GIVEN INFORMATION:
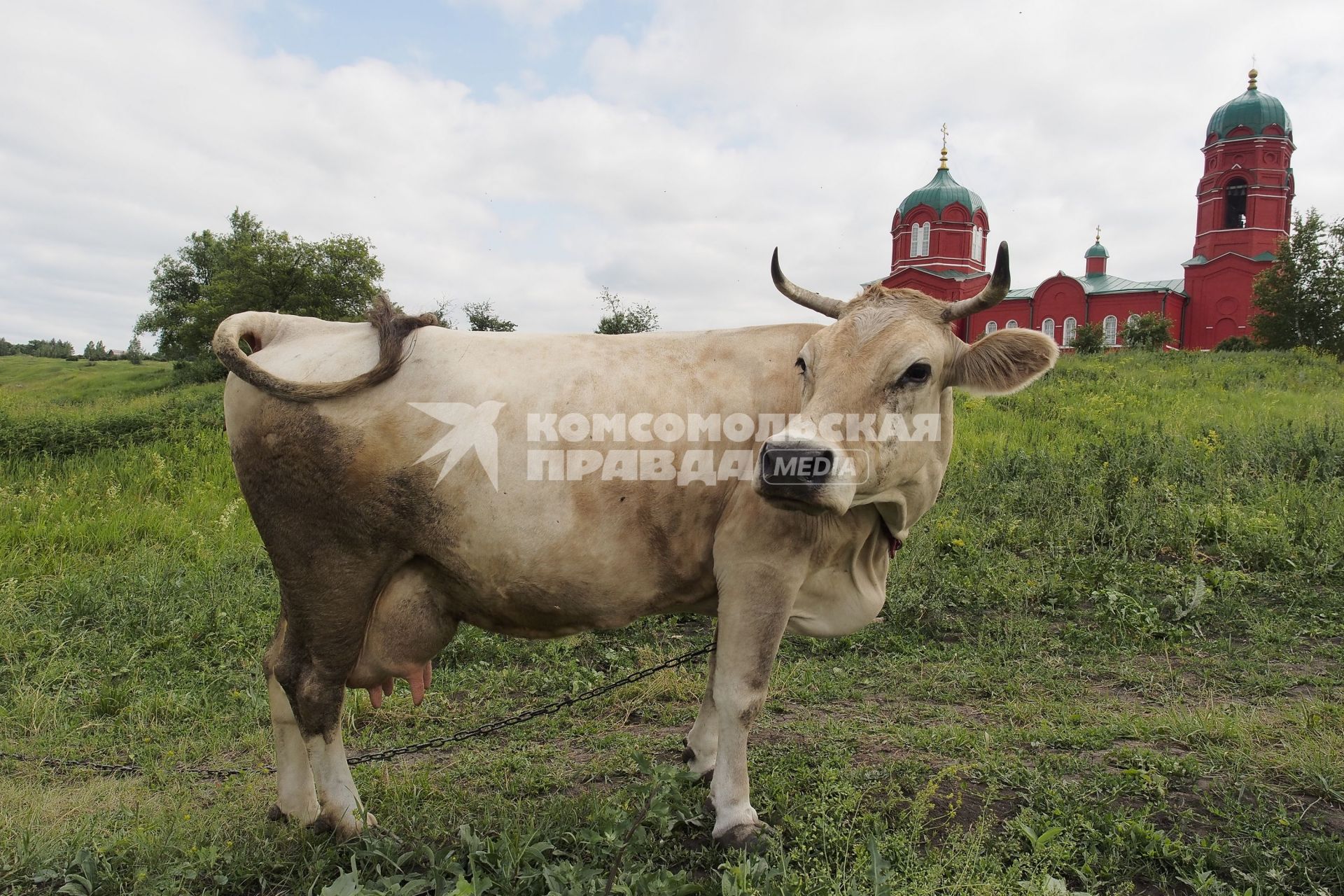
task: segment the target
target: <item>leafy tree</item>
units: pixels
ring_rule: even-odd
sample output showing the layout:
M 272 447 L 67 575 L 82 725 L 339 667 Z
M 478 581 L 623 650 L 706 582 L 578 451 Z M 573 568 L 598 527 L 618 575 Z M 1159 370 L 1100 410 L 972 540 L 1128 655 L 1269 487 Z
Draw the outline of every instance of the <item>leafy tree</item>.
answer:
M 652 305 L 625 308 L 621 298 L 606 286 L 597 298 L 606 309 L 597 324 L 598 333 L 646 333 L 659 328 L 659 314 Z
M 1215 352 L 1254 352 L 1259 345 L 1250 336 L 1228 336 L 1214 347 Z
M 149 282 L 152 309 L 136 333 L 159 333 L 159 352 L 172 361 L 199 361 L 223 375 L 210 340 L 219 321 L 245 310 L 284 312 L 328 320 L 360 320 L 379 293 L 383 265 L 362 236 L 308 242 L 267 230 L 237 208 L 228 232 L 192 234 L 164 255 Z
M 517 329 L 513 321 L 497 317 L 495 305 L 489 301 L 466 302 L 462 305 L 462 313 L 466 314 L 468 326 L 477 332 L 512 333 Z
M 1125 324 L 1124 337 L 1129 348 L 1159 352 L 1171 341 L 1172 321 L 1160 312 L 1148 312 Z
M 1344 219 L 1297 215 L 1278 259 L 1255 278 L 1251 328 L 1265 348 L 1308 345 L 1344 360 Z
M 1099 355 L 1106 349 L 1106 330 L 1097 321 L 1079 324 L 1070 345 L 1079 355 Z

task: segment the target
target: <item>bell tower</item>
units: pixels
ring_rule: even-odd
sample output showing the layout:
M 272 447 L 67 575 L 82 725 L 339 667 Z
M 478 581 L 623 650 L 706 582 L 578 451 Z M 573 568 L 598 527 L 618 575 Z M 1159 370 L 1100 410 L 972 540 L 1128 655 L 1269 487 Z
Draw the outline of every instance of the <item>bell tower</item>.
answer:
M 1219 106 L 1204 129 L 1196 191 L 1195 253 L 1185 262 L 1187 348 L 1247 336 L 1251 290 L 1293 219 L 1293 122 L 1250 70 L 1246 93 Z
M 1220 106 L 1204 137 L 1195 255 L 1273 253 L 1293 220 L 1293 122 L 1257 73 Z

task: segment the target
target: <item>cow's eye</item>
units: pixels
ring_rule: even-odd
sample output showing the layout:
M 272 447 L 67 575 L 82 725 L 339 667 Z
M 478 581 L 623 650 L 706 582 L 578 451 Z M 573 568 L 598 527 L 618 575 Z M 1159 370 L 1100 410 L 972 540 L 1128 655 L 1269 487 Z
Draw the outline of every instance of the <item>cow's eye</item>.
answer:
M 923 361 L 915 361 L 914 364 L 906 368 L 905 373 L 900 375 L 900 379 L 896 380 L 896 386 L 919 386 L 921 383 L 927 383 L 929 373 L 931 372 L 933 372 L 931 367 L 929 367 Z

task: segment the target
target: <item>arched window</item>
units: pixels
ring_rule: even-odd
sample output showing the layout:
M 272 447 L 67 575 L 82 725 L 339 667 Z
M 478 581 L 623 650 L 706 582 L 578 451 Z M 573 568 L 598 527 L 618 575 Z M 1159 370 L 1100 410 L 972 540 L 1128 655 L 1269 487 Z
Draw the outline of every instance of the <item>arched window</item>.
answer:
M 1234 177 L 1223 187 L 1223 230 L 1246 226 L 1246 181 Z
M 929 254 L 929 231 L 933 230 L 931 223 L 915 224 L 910 228 L 910 257 L 918 258 L 919 255 Z

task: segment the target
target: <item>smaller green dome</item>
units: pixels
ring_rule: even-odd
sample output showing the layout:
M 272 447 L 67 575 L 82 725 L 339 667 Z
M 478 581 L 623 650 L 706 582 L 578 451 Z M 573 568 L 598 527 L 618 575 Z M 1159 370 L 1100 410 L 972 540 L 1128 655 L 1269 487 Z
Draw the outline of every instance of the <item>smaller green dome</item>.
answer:
M 972 215 L 985 207 L 985 200 L 976 192 L 953 180 L 950 171 L 939 168 L 934 172 L 933 180 L 902 200 L 899 211 L 905 216 L 911 208 L 929 206 L 941 215 L 942 210 L 953 203 L 961 203 Z
M 1257 71 L 1251 69 L 1250 86 L 1246 93 L 1214 111 L 1214 117 L 1208 120 L 1208 128 L 1204 130 L 1206 136 L 1226 140 L 1232 129 L 1242 125 L 1250 128 L 1251 133 L 1255 134 L 1265 133 L 1270 125 L 1278 125 L 1285 134 L 1292 136 L 1293 120 L 1288 117 L 1284 103 L 1275 97 L 1261 93 L 1255 86 L 1255 77 Z

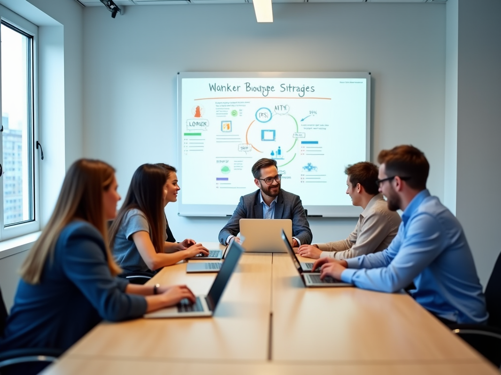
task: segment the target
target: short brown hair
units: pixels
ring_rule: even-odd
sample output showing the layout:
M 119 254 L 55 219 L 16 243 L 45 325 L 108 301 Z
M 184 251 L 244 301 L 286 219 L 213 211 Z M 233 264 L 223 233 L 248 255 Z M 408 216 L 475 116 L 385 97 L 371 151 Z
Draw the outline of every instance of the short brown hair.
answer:
M 378 177 L 377 166 L 370 162 L 360 162 L 348 166 L 345 174 L 348 175 L 352 186 L 360 184 L 368 194 L 375 196 L 378 194 L 376 181 Z
M 266 168 L 267 166 L 275 166 L 275 168 L 277 167 L 276 160 L 268 159 L 266 158 L 260 159 L 252 166 L 252 170 L 252 170 L 252 175 L 254 176 L 255 178 L 259 178 L 261 176 L 261 168 Z
M 426 188 L 430 164 L 424 154 L 410 144 L 402 144 L 391 150 L 384 150 L 377 158 L 384 164 L 388 176 L 407 177 L 407 184 L 413 189 Z

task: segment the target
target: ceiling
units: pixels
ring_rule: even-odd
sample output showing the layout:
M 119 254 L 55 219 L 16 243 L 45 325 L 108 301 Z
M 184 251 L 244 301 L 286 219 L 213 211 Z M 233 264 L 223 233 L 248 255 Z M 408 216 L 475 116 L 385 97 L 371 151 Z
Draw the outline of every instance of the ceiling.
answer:
M 75 0 L 84 6 L 104 6 L 100 0 Z M 119 6 L 174 4 L 237 4 L 252 0 L 113 0 Z M 447 0 L 272 0 L 273 2 L 445 2 Z

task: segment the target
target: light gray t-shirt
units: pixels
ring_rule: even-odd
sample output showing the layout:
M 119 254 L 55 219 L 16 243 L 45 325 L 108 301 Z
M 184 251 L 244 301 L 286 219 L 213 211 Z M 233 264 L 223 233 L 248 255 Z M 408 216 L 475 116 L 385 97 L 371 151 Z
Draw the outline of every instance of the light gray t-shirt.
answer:
M 154 272 L 148 268 L 132 240 L 132 234 L 141 230 L 148 234 L 151 232 L 146 215 L 137 208 L 129 210 L 124 216 L 115 237 L 113 255 L 117 263 L 124 272 L 141 271 L 153 274 Z M 163 234 L 165 240 L 167 239 L 167 234 L 165 232 Z

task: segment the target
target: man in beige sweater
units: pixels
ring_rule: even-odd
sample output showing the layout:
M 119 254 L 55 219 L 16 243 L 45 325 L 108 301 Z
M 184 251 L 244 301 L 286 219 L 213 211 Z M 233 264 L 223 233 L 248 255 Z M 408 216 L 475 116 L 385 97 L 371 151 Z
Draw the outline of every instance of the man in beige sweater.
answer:
M 299 255 L 314 259 L 352 258 L 384 250 L 396 236 L 400 216 L 388 209 L 386 201 L 378 191 L 378 167 L 362 162 L 348 166 L 345 173 L 348 175 L 346 194 L 353 206 L 364 209 L 355 230 L 346 240 L 301 245 L 298 250 Z

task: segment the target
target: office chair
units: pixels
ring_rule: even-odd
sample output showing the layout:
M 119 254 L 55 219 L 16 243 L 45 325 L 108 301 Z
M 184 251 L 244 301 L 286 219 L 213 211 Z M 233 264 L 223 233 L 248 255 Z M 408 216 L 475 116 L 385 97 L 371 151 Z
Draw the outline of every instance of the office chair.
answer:
M 8 316 L 0 290 L 0 335 L 3 334 Z M 38 374 L 62 354 L 63 350 L 58 349 L 43 348 L 7 350 L 0 353 L 0 374 Z
M 485 295 L 489 313 L 488 326 L 455 324 L 448 326 L 494 366 L 501 368 L 501 254 L 494 265 Z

WHAT IS ASKED:
Could you rewrite the stretch of data from the start through the line containing "M 923 361 L", swapping "bell tower" for "church tower" and changing nothing else? Leave the pictures out of your answer.

TASK RESULT:
task: segment the target
target: <item>leafy tree</item>
units: pixels
ring_rule: even-odd
sample output showing the layout:
M 272 447 L 67 575 L 82 725 L 339 667 Z
M 478 581 L 623 650 L 706 582 L 578 451 Z M 573 568 L 598 527 L 618 575 Z M 1159 370 L 1100 410 L 972 540 L 1128 655 L 1269 487 Z
Draw the outline of every instance of the <item>leafy tree</item>.
answer:
M 652 305 L 625 308 L 621 298 L 606 286 L 597 298 L 606 309 L 597 324 L 598 333 L 646 333 L 659 328 L 659 314 Z
M 1215 352 L 1254 352 L 1259 345 L 1250 336 L 1228 336 L 1214 347 Z
M 149 282 L 152 309 L 136 333 L 159 333 L 159 352 L 172 361 L 199 361 L 223 375 L 210 340 L 219 321 L 245 310 L 284 312 L 328 320 L 360 320 L 379 293 L 383 265 L 362 236 L 308 242 L 267 230 L 237 208 L 228 232 L 192 234 L 164 255 Z
M 517 329 L 513 321 L 497 317 L 495 305 L 489 301 L 466 302 L 462 305 L 462 313 L 466 314 L 468 326 L 477 332 L 512 333 Z
M 1125 324 L 1124 337 L 1129 348 L 1159 352 L 1171 341 L 1172 321 L 1160 312 L 1148 312 Z
M 1344 219 L 1297 215 L 1278 259 L 1255 278 L 1251 328 L 1265 348 L 1308 345 L 1344 360 Z
M 1099 355 L 1106 349 L 1106 330 L 1097 321 L 1079 324 L 1070 345 L 1079 355 Z

task: segment the target
target: <item>church tower</item>
units: pixels
ring_rule: even-odd
sample output showing the layout:
M 272 447 L 67 575 L 82 725 L 339 667 Z
M 478 581 L 623 650 L 706 582 L 578 451 Z M 573 568 L 598 527 L 618 575 Z M 1159 370 L 1100 410 L 972 540 L 1128 655 L 1269 487 Z
Draw the outline of every instance of the <item>church tower</item>.
answer:
M 1219 106 L 1204 129 L 1196 191 L 1195 253 L 1185 262 L 1187 348 L 1247 336 L 1251 290 L 1293 219 L 1293 122 L 1250 70 L 1246 93 Z
M 1220 106 L 1204 137 L 1195 255 L 1273 253 L 1293 220 L 1293 122 L 1257 73 Z

task: segment the target
target: <item>cow's eye</item>
units: pixels
ring_rule: even-odd
sample output showing the layout:
M 272 447 L 67 575 L 82 725 L 339 667 Z
M 478 581 L 623 650 L 706 582 L 578 451 Z M 573 568 L 598 527 L 618 575 Z M 1159 370 L 1100 410 L 972 540 L 1128 655 L 1269 487 Z
Draw the outline of every instance of the <item>cow's eye</item>.
answer:
M 923 361 L 915 361 L 914 364 L 906 368 L 905 373 L 900 375 L 900 379 L 896 380 L 896 386 L 919 386 L 921 383 L 927 383 L 929 373 L 931 372 L 933 372 L 931 367 L 929 367 Z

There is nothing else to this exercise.